• _Предложенный отрывок_:

Как-то Музалевский дал мне почитать "Розу и крест" А. Блока. Не знал я на опыте, что это такое - горы, покрытые вечными льдами. Фантазия моя, питаемая поэзией этой пьесы, помогала мне представить прозрачную чистоту атмосферы и ясную естественность пробуждения человеческой любви Изоры, понимание трагического самопожертвования Бертрана, наконец-то постигшего мудрость гаэтановской песни о радости-страдании. Когда мы заговорили с Блоком о возможности постановки его пьесы у нас в театре, он нам рассказал о Станиславском, заинтересовавшемся пьесой и уже наметившем исполнителей: Качалов - Гаэтан и Леонидов - Бертран. Как всегда, когда дело касалось его интересов, он как-то застеснялся и даже удивился нашему стремлению добиться постановки его пьесы в нашем театре. Но дня через два он, поймав меня в коридоре, вручил аккуратно завернутый в бумагу экземпляр своего "Театра", изданного "Мусагетом" в 1916 году, с его надписью на первой странице, где в "Розе и кресте" его рукой было сделано несколько карандашных правок.
Гришин нас обнадежил, что "Роза и крест" обязательно будет включена в репертуар, но что-то показалось в его поведении притворным и неискренним. Мы с Егором уже приноровились читать подтекст его ласковых речей.
В те горячие дни мы успевали, помимо театра, еще читать прозу и стихи в госпиталях и больницах. Тайно даже от Егора, я приготовил "Двенадцать" Блока (тайно потому, что не был уверен, что знаю, как надо читать ее, ну и решил "обкатать" на этих концертах различные варианты своих поисков). Каково же было мое удивление, когда однажды Александр Александрович спросил меня, правда ли, что я читаю "Двенадцать". Увиливать от вопроса Блока немыслимо, и пришлось признаться в своем грехе. Неожиданно он - Блок - попросил меня помочь ему актерскими указаниями, чтобы он смог сам читать поэму на концертах. Я понял, что ему нужно: услышать и воспринять образ своей поэмы в актерском исполнении, причем мужском, для того, чтобы построить для себя архитектонику будущего исполнения "Двенадцати". Но я не смог перешагнуть "барьера робости" перед автором и прекратил чтение поэмы в госпиталях.
Много позже, когда мы слушали Блока на последнем его вечере в мае 1921 года, мы поняли, что если бы он в свое время просто и смело решился читать "Двенадцать", это стало бы огромным событием в искусстве исполнения поэтической трагедии на эстраде.

Записи из коллекции:
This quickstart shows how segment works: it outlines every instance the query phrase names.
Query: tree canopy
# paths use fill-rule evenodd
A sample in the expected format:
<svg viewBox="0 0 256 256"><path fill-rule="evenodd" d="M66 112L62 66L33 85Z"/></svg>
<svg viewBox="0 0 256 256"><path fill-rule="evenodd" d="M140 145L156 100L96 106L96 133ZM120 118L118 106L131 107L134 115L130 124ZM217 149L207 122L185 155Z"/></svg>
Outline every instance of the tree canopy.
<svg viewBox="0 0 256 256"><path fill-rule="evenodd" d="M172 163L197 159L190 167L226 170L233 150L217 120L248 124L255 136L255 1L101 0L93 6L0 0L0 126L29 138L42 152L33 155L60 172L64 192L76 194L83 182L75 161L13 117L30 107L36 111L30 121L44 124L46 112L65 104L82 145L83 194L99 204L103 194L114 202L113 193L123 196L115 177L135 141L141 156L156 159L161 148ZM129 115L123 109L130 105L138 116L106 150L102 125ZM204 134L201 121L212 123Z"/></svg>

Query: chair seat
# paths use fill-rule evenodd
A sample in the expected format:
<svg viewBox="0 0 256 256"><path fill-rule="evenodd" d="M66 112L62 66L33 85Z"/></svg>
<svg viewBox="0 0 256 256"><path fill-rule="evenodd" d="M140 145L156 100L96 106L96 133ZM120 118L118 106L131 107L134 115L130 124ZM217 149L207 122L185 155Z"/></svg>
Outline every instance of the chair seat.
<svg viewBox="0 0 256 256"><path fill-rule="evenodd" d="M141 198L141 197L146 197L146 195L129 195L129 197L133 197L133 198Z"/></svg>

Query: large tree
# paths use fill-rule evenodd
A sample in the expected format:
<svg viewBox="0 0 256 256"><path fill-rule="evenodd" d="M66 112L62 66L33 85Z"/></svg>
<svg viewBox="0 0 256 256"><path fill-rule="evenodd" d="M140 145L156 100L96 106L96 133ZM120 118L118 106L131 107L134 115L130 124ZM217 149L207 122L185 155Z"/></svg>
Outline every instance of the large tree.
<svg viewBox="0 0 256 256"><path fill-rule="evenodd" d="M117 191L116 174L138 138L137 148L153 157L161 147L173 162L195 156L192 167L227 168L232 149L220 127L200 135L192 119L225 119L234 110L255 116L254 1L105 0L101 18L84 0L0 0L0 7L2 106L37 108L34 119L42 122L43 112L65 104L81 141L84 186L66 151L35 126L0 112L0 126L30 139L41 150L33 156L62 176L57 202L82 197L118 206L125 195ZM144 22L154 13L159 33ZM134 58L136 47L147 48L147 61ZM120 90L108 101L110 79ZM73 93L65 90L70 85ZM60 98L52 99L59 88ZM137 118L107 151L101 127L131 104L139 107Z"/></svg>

• _Что сделать_:
A. Кого, согласно воспоминаниям о Блоке, Станиславский наметил на роль Гаэтана в «Розе и кресте»?
B. Перепишите воспоминания о Блоке, начиная со слов «Много позже, когда» и далее вплоть до слов «трагедии на эстраде.», заменив «на эстраде» на «на сцене».
C. Продолжите воспоминания о Блоке, начав сразу после последнего предложения.

• _Ожидаемые ответы_:
A. Качалова.

B.
Много позже, когда мы слушали Блока на последнем его вечере в мае 1921 года, мы поняли, что если бы он в свое время просто и смело решился читать "Двенадцать", это стало бы огромным событием в искусстве исполнения поэтической трагедии на сцене.

C.
Приближалась первая годовщина театра. Удивительная все-таки штука - возникновение инициативы. Всем ясно - надо отметить первую годовщину, но как!? И вот, непонятно почему, но все смотрят на меня, прозванного среди фокстерьеров трюкачом-выдумщиком. Вспомнились рассказы Болеславского о капустниках, организованных Балиевым для труппы и друзей Художественного театра. Рассказы эти были так забавны, что мысли об использовании примера Балиева стали неотступно подсказывать все новые и новые проекты программы будущего кабаре, и в конце концов на приставания товарищей: "Что же предпринимает местком к годовщине?" - я по-хлестаковски заявил: "Будет кабаре!" Заявить-то заявил, а ни плана, ни материала, ни умения и ни надежды на помощь со стороны у меня не было. Молодой актер Володя Шмидтгоф, мой попутчик по дороге домой, остряк-самоучка, да еще юный сотрудник Сеня Тимошенко, несколько раз удививший меня остроумием,- вот и все мои надежды. Сообща мы сотворили общую песенку, Шмидтгоф написал вступительный монолог, Сеня взялся конферировать, а мне привиделся спектакль "На дне" в "трррагедийном" решении Больдрамте.
Репетировали по ночам, после спектаклей. Активность молодежи так приободрила нашу троицу, что программа росла не по дням, а по часам, и уже надо было подумывать о сокращении. Студент-медик из вспомогательного состава Арнольд с необычайным для любителя актерским юмором схватил самое характерное в актерской индивидуальности Монахова, ну а я второй год уже подвизался с имитациями Юрьева. Лука должен был предстать в образе Лизимаха( лекарь-христианин в "Разрушителе Иерусалима"), и, к примеру, фразу: "Ни одна блоха не плоха, все - черненькие, все прыгают!" - Саша Шувалов почти пел красивым, бархатным басом, заканчивая, после трагической паузы, нижайшим профундо - "прррыгают!" Обыграв татарина, Сатин звал его в трактир, и звучала труба-сигнал: "В атаку!" Три раза Сатин, интонациями Юрьева, призывал: "В трактир!" - и три раза звучала труба. Мы сами над собой смеялись, обыгрывая текст вычурными интонациями,- смеялись мы, конечно, добродушно и любя, ибо мы очень любили свой театр.